[Records from a data collection]
----------------------------------------

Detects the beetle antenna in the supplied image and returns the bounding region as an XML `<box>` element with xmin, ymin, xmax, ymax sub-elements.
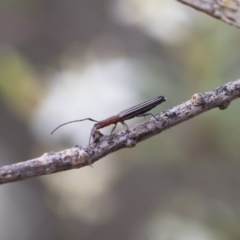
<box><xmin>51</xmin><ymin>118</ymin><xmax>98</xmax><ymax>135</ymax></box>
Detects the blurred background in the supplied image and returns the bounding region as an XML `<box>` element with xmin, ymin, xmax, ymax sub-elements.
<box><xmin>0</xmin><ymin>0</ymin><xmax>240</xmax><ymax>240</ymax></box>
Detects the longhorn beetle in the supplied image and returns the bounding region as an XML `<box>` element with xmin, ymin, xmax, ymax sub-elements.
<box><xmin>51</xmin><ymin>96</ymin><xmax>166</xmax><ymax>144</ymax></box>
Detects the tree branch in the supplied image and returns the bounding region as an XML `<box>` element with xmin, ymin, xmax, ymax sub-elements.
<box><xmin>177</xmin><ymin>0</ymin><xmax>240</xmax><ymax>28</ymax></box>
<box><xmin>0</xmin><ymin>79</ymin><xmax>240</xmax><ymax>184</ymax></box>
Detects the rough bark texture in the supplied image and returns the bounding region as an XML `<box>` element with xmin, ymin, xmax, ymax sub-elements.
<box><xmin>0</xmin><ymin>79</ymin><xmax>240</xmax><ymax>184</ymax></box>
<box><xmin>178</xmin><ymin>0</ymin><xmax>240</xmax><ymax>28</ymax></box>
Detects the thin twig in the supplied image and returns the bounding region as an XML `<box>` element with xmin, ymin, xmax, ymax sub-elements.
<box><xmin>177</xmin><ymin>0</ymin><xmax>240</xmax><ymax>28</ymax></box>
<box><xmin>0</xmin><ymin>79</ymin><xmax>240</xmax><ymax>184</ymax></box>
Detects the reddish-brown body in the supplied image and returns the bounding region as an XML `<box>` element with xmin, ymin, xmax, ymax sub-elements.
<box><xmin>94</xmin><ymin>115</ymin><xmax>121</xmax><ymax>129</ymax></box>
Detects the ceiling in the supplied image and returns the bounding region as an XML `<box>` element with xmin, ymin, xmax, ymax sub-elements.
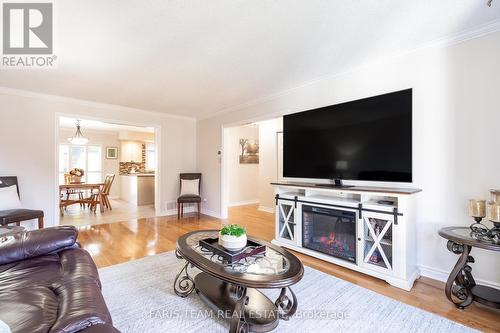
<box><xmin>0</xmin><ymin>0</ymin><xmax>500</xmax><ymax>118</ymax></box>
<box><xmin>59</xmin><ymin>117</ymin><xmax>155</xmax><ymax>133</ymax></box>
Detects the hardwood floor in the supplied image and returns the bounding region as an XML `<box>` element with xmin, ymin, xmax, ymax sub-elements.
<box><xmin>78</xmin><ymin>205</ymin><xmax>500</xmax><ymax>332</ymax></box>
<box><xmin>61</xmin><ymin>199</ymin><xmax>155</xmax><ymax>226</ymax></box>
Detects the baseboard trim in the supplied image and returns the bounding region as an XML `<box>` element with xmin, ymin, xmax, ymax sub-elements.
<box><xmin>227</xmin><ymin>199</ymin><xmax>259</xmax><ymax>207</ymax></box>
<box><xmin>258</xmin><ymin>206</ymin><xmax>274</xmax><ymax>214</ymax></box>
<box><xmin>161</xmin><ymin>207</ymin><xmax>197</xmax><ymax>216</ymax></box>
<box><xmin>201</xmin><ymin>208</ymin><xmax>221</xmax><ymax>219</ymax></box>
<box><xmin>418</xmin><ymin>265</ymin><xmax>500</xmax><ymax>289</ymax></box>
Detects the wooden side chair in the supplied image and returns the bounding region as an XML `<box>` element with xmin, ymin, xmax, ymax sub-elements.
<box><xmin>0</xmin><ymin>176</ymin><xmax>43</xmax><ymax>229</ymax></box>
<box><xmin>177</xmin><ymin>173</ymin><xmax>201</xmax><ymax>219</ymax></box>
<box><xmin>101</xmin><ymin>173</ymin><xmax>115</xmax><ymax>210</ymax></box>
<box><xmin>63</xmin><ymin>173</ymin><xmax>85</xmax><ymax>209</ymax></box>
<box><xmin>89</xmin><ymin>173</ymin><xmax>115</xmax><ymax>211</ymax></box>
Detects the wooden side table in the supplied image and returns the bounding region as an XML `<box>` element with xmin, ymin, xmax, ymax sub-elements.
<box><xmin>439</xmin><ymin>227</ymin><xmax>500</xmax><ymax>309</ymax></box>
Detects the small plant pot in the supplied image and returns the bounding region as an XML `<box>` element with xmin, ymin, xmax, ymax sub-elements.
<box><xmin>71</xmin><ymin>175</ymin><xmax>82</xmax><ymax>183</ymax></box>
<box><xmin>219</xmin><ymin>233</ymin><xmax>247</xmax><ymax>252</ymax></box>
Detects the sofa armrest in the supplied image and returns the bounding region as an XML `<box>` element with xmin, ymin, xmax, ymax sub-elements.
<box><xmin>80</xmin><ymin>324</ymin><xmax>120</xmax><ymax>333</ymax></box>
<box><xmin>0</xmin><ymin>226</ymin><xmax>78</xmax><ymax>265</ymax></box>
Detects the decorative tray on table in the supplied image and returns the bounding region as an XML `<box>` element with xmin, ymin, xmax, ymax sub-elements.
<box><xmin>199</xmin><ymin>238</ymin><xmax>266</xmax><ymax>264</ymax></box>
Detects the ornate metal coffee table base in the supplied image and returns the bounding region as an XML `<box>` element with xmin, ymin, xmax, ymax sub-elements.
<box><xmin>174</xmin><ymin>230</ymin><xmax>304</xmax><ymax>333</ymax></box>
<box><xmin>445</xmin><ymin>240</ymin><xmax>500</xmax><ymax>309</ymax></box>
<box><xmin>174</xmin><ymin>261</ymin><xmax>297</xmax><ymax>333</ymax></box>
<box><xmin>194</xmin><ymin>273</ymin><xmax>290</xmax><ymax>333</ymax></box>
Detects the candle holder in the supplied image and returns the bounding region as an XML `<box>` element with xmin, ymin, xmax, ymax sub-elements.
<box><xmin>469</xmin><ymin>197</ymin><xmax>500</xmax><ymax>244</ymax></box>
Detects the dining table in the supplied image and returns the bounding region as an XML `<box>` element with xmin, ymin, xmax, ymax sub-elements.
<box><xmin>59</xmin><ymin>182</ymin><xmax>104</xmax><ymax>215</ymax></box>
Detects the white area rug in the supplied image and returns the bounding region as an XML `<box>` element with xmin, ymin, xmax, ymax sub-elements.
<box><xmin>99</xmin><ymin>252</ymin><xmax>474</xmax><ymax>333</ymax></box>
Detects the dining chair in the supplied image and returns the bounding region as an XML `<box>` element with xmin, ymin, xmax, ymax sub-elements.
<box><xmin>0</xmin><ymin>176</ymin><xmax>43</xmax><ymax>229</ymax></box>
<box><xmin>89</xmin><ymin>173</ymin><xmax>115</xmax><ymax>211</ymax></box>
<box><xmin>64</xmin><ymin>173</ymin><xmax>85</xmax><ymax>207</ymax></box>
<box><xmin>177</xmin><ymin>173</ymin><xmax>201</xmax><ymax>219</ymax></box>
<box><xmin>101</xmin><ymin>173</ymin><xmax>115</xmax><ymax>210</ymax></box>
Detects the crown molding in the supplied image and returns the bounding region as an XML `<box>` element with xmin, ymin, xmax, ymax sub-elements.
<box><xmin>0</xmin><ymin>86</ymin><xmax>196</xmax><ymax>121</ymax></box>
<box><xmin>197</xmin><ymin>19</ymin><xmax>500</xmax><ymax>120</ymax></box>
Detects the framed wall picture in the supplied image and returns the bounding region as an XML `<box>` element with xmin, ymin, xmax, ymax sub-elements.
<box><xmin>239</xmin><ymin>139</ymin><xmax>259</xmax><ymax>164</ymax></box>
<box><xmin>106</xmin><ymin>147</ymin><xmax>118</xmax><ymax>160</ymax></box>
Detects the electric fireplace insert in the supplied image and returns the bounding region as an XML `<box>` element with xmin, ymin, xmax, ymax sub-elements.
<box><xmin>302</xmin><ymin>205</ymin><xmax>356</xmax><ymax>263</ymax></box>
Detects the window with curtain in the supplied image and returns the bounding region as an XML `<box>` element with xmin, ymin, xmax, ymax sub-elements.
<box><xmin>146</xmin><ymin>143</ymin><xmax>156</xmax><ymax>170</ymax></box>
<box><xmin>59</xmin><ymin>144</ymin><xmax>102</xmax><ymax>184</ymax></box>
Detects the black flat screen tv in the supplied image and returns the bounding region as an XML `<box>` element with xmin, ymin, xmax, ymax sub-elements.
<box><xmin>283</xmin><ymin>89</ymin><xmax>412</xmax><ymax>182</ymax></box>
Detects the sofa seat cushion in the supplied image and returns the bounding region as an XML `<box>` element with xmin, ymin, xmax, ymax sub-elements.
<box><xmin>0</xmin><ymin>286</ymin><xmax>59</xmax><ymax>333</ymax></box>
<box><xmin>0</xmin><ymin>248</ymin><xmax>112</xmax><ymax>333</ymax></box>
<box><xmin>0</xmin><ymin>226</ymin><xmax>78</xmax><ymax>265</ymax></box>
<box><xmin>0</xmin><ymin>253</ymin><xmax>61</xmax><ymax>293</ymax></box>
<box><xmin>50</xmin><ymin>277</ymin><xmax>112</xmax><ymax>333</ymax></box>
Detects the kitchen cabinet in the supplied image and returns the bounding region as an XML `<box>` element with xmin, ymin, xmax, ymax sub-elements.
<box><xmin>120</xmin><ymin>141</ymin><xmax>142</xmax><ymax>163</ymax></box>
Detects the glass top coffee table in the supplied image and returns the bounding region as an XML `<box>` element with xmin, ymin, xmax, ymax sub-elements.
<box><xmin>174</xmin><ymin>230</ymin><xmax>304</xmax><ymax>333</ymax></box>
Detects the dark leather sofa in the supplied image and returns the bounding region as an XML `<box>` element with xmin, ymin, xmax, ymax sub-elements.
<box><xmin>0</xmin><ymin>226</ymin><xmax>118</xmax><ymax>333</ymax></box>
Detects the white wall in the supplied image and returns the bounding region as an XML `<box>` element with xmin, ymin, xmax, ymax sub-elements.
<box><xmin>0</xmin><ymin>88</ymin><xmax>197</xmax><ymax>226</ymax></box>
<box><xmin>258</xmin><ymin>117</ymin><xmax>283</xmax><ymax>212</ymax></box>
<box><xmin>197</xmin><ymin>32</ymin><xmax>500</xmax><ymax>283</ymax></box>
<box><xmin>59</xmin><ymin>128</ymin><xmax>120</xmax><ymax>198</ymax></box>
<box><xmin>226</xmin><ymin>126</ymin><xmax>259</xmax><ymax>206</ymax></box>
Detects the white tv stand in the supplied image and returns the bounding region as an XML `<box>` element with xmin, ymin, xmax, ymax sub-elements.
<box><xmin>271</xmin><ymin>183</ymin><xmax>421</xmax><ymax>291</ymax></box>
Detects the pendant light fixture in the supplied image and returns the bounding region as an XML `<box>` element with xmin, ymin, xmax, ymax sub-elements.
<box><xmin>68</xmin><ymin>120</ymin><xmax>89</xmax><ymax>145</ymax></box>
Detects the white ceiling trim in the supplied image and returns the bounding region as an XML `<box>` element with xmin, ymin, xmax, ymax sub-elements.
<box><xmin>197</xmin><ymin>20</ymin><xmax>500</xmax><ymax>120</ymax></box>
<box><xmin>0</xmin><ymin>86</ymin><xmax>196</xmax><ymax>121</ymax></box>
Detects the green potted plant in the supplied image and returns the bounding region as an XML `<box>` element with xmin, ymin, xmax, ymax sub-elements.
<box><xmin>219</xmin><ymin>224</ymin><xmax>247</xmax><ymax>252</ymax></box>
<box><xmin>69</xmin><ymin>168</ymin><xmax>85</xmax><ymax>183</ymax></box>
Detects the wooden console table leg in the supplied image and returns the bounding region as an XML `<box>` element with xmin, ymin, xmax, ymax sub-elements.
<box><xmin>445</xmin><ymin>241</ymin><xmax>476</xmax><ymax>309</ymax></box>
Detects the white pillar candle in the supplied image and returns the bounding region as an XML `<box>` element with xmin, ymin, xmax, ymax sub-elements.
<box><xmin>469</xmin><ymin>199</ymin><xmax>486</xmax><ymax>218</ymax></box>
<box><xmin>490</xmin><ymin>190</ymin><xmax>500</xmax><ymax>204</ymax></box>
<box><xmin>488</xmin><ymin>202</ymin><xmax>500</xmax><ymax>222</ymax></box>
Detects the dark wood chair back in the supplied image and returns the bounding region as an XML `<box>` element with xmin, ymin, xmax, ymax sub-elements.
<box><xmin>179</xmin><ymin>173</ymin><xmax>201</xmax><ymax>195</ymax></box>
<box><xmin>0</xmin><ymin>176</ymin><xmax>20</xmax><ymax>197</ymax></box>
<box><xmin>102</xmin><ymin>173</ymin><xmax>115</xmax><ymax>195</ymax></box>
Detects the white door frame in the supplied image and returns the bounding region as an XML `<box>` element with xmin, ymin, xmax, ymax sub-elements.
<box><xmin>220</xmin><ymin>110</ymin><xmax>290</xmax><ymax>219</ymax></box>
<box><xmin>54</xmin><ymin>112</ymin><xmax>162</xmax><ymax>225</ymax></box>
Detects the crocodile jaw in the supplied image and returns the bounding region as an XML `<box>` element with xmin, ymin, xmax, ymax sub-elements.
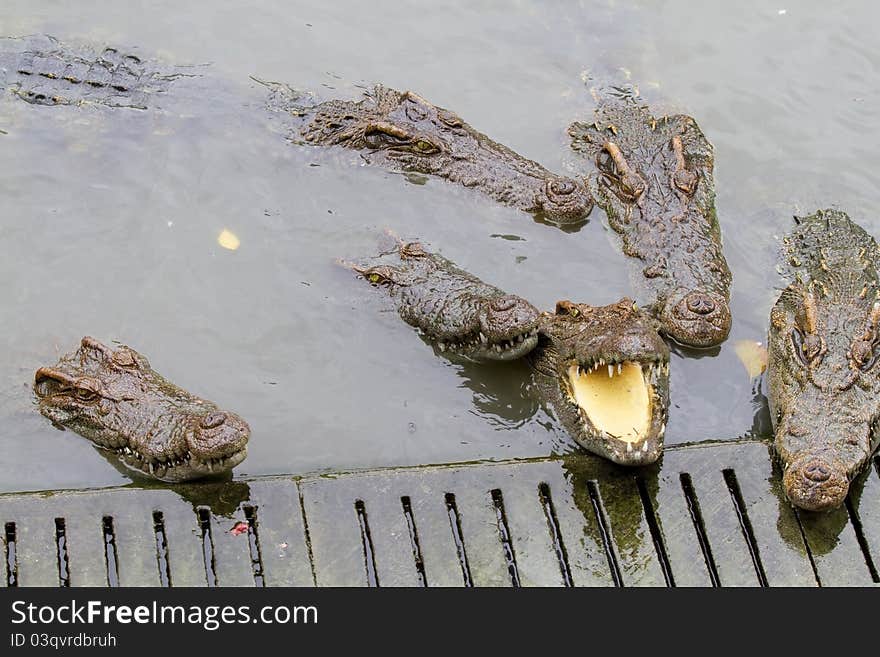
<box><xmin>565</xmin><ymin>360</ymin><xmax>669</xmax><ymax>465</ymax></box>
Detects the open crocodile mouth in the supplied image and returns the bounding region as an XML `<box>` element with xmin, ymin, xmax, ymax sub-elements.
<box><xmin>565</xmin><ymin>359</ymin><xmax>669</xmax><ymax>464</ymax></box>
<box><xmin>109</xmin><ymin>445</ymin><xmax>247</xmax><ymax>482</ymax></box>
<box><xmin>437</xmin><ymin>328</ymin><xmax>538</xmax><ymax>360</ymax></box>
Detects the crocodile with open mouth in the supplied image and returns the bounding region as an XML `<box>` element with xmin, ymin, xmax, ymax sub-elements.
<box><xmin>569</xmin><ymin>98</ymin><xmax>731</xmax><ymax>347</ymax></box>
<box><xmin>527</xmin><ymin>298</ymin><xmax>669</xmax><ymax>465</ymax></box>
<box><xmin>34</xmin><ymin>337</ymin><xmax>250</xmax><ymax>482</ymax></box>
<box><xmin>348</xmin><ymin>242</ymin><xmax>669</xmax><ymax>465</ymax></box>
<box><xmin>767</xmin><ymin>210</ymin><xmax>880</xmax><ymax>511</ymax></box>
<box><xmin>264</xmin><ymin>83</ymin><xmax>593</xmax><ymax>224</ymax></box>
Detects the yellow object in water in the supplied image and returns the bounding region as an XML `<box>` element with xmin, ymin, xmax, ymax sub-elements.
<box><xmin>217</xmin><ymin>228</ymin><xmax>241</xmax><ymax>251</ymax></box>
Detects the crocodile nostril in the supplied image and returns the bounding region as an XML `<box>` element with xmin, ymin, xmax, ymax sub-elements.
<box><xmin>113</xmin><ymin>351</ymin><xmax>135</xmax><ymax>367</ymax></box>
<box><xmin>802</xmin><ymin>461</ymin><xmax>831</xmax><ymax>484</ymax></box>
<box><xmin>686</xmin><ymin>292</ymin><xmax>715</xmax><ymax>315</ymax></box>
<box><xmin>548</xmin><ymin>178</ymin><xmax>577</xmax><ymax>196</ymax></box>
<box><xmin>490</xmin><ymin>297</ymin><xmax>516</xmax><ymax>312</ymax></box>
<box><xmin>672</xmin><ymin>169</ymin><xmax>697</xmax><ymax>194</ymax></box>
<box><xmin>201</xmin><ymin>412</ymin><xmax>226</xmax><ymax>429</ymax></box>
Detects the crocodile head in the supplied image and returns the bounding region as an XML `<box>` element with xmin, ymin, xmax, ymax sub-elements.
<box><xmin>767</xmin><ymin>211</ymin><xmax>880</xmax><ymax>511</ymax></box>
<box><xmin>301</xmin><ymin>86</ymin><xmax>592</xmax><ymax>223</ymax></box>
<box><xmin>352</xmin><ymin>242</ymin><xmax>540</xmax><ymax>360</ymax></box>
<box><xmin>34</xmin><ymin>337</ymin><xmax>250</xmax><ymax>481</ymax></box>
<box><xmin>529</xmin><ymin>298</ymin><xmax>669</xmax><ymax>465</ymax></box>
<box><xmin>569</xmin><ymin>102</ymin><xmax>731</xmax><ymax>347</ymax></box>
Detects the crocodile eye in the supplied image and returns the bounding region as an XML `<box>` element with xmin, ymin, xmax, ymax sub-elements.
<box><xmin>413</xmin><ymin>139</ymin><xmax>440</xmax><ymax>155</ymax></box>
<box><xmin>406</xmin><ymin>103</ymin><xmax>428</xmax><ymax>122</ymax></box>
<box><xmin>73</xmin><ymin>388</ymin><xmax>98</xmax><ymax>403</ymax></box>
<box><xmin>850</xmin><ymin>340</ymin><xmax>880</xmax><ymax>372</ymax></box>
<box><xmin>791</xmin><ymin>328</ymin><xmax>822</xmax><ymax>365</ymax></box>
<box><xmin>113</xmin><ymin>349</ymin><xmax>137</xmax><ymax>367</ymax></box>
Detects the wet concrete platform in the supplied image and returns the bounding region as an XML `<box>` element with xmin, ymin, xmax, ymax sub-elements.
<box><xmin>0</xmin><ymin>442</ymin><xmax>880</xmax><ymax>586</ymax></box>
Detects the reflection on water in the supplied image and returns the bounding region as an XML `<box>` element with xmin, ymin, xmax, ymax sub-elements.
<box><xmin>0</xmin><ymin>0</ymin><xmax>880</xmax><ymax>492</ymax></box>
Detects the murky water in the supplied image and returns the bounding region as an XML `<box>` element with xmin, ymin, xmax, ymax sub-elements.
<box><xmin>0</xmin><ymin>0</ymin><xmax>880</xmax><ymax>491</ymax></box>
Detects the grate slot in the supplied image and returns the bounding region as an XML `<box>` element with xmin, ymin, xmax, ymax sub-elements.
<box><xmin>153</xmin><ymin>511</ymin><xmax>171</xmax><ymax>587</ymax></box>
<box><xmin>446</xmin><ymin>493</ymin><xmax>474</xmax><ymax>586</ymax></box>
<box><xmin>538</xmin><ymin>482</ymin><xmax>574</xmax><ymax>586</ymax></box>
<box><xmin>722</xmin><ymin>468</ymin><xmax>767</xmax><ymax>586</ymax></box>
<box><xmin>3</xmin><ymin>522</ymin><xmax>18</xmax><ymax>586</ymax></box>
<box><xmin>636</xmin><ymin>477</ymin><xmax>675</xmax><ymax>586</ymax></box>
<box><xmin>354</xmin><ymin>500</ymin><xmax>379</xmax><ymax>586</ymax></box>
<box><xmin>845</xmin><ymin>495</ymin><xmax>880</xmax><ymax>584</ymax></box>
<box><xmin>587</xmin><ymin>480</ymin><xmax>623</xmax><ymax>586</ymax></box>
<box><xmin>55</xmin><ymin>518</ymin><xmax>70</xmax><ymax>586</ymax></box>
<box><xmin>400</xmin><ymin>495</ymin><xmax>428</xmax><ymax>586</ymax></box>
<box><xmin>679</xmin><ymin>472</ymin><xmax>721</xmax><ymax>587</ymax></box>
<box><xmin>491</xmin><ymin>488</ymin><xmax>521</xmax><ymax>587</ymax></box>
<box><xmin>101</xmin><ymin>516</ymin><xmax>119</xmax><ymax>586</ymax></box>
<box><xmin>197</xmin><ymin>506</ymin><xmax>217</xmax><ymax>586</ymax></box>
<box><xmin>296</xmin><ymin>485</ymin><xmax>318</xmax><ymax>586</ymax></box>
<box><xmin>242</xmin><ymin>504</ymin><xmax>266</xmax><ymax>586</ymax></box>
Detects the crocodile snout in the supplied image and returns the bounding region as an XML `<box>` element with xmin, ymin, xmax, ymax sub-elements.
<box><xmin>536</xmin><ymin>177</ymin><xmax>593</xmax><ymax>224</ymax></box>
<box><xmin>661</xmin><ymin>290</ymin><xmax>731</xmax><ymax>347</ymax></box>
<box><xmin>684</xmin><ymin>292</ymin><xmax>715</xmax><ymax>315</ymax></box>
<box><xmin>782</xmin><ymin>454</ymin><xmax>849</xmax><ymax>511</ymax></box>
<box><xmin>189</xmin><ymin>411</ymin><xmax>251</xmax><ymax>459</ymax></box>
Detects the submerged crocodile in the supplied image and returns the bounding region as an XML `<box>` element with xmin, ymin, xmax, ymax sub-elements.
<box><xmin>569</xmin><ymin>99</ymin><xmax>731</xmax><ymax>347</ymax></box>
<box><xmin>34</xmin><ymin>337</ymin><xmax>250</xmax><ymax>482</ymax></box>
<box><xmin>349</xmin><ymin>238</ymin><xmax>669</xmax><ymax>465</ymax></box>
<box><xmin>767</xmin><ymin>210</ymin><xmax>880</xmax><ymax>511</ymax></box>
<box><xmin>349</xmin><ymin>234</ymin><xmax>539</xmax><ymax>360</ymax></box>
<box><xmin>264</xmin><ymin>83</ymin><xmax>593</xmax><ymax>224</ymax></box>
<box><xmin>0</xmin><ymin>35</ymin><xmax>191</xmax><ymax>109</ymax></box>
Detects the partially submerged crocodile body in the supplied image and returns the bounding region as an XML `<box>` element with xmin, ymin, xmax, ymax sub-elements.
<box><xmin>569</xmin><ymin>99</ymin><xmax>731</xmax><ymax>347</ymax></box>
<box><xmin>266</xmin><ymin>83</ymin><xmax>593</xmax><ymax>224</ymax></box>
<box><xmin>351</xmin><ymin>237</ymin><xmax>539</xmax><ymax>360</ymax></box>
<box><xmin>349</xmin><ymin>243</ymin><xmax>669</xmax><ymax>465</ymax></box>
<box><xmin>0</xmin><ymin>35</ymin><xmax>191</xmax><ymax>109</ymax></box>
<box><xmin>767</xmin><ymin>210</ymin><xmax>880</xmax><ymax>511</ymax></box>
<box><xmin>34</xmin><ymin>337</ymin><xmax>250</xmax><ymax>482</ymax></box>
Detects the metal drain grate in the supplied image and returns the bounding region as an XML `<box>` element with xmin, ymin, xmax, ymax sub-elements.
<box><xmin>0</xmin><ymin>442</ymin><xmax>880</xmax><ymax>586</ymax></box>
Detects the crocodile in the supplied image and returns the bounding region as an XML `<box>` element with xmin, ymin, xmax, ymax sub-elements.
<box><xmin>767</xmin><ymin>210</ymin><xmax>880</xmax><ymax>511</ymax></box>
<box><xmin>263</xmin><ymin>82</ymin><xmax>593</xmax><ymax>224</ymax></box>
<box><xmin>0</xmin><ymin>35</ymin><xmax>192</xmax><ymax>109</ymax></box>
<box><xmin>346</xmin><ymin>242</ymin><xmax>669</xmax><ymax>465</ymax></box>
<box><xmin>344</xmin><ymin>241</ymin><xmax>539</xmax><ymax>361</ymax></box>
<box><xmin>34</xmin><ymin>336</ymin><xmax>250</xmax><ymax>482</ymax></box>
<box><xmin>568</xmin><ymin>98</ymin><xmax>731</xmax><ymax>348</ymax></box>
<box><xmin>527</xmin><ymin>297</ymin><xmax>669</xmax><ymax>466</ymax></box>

----------------------------------------

Which lines in the entries above contain the word "metal"? Copy out each of those lines in full. Matching is case-sensitive.

* [ANSWER TO THE TASK]:
Detects the ornate metal coffee table base in the supplied image and returns the bounding region as an XML `<box>` element with xmin, ymin, xmax, ymax sub-elements.
Detects the metal drain grate in the supplied image and returns the bounding region as an XML `<box>` element with xmin, ymin, xmax, ymax sub-elements.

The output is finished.